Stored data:
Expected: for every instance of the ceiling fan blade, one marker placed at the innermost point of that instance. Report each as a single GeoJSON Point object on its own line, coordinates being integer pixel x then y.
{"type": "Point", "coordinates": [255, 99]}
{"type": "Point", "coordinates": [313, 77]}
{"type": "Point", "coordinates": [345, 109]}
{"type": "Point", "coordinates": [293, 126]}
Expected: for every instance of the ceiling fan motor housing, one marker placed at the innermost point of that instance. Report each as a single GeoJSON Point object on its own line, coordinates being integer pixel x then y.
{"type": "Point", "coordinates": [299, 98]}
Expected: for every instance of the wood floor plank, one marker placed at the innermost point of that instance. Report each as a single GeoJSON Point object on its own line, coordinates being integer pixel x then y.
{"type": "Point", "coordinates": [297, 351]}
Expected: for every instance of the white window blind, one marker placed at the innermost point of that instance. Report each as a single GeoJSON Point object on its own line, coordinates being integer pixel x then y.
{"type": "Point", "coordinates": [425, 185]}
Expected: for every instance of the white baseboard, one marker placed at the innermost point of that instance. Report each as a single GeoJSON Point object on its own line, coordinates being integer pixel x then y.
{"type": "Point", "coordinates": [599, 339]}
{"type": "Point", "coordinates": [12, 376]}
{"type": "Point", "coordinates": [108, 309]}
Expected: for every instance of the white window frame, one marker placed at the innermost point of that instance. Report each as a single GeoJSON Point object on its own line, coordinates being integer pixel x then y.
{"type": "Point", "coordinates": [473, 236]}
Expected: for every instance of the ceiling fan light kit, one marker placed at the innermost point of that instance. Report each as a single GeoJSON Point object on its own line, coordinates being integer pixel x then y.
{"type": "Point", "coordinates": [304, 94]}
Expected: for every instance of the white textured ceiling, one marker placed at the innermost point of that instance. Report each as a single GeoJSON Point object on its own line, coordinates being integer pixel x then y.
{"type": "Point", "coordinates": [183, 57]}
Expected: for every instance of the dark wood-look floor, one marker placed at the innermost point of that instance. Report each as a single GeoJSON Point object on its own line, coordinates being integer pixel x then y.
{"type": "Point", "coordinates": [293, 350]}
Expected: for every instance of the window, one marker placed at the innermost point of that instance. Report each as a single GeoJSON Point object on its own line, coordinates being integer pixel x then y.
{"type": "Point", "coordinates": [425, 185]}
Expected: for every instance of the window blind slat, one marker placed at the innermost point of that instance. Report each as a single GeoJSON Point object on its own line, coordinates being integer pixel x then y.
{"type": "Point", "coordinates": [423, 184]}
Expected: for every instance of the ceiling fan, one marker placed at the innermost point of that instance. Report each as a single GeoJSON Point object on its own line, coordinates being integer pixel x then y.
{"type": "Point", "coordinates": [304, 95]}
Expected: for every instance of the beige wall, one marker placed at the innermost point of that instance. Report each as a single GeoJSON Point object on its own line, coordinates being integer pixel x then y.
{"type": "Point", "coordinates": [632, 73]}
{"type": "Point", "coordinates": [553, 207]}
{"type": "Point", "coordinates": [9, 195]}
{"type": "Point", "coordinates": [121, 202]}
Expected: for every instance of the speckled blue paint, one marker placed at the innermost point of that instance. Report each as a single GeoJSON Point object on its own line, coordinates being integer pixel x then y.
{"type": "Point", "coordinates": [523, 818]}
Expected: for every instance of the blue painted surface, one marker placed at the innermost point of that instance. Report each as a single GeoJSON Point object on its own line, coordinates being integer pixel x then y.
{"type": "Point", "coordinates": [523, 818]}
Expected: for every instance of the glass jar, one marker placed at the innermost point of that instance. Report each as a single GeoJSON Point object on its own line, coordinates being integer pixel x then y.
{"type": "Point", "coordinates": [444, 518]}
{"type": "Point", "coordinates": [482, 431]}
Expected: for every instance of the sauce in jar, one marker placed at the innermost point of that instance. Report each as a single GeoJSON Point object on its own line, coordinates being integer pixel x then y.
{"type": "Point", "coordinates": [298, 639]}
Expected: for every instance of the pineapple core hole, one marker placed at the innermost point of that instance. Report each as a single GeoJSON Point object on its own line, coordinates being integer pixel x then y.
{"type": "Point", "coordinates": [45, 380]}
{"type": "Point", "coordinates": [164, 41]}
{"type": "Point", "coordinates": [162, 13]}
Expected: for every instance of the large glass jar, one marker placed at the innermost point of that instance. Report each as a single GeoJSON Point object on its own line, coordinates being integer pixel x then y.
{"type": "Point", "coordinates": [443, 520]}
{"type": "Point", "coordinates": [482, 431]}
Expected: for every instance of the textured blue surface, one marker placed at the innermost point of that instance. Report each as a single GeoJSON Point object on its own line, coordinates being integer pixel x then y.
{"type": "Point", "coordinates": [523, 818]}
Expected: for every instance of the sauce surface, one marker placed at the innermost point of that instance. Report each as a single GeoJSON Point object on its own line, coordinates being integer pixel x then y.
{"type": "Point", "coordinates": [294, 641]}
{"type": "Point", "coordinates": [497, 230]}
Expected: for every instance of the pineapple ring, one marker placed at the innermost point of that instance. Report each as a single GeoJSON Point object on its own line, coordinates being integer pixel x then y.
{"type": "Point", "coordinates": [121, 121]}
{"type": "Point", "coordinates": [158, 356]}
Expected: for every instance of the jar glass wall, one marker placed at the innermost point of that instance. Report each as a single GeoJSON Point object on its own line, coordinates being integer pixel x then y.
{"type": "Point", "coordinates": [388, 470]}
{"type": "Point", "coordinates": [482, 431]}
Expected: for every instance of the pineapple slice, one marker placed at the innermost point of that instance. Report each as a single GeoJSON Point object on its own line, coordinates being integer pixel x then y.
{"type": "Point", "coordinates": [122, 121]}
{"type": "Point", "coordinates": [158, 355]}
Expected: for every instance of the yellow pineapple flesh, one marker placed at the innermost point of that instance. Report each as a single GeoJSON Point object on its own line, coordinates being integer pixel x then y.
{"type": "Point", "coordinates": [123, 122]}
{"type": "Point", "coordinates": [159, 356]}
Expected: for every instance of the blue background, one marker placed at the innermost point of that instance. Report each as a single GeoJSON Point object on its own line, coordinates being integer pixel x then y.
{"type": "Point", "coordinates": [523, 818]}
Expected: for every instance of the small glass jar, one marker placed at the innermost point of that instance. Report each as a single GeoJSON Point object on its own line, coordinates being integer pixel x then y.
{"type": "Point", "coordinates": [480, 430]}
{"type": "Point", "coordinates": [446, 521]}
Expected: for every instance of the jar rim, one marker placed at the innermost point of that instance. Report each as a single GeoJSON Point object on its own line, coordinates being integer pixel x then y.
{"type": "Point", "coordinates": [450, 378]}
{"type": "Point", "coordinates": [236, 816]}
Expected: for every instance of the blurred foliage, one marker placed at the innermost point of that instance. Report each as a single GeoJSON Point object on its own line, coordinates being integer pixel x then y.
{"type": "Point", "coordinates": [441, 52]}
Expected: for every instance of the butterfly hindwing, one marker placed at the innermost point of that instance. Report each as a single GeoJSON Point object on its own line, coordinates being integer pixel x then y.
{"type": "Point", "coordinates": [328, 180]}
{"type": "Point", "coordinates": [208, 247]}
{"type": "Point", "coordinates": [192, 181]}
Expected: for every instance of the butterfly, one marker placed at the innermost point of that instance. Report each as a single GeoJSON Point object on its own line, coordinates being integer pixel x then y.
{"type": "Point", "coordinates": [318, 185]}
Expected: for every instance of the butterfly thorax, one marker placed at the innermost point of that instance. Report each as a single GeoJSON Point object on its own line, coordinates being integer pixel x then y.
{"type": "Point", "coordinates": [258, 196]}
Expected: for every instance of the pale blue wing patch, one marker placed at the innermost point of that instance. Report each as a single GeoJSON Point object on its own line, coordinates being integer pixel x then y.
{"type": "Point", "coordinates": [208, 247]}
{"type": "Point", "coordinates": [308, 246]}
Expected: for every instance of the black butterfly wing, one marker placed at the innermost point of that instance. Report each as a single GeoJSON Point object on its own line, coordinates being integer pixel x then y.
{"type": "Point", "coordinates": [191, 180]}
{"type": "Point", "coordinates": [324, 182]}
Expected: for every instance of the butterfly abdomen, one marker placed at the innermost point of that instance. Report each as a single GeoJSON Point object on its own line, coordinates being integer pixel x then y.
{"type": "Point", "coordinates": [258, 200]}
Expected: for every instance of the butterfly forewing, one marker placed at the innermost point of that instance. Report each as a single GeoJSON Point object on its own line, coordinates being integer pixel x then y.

* _Requirements_
Copy exactly the line containing "Expected: for every instance of the butterfly thorax, one" and every line after it, ending with the last line of the records above.

* _Exercise solution_
Expected: for every instance of the butterfly thorax, one marker placed at the innermost point of that instance. Report each as a single GeoJSON Point object on its own line, coordinates being integer pixel x then y.
{"type": "Point", "coordinates": [258, 196]}
Expected: for every instance of the pale blue wing patch, one marker placed at the innermost point of that instance. Report each as a single GeoJSON Point object on its own line, coordinates being integer pixel x then y.
{"type": "Point", "coordinates": [208, 247]}
{"type": "Point", "coordinates": [308, 246]}
Expected: for every instance of the black butterfly wing, one marker placed at the innermost point of that instance. Report each as a single GeoJSON Point object on its own line, coordinates being integer pixel x then y.
{"type": "Point", "coordinates": [191, 180]}
{"type": "Point", "coordinates": [324, 182]}
Expected: for every instance of the butterfly abdomen, one marker placed at the innermost point of that instance. Report each as a single GeoJSON Point object on its own line, coordinates being integer pixel x then y.
{"type": "Point", "coordinates": [258, 200]}
Expected: for every instance of the butterfly forewing, one marker placed at the innermost point of that instance. Report each as a single GeoJSON Point object on its own line, coordinates being integer pixel x then y.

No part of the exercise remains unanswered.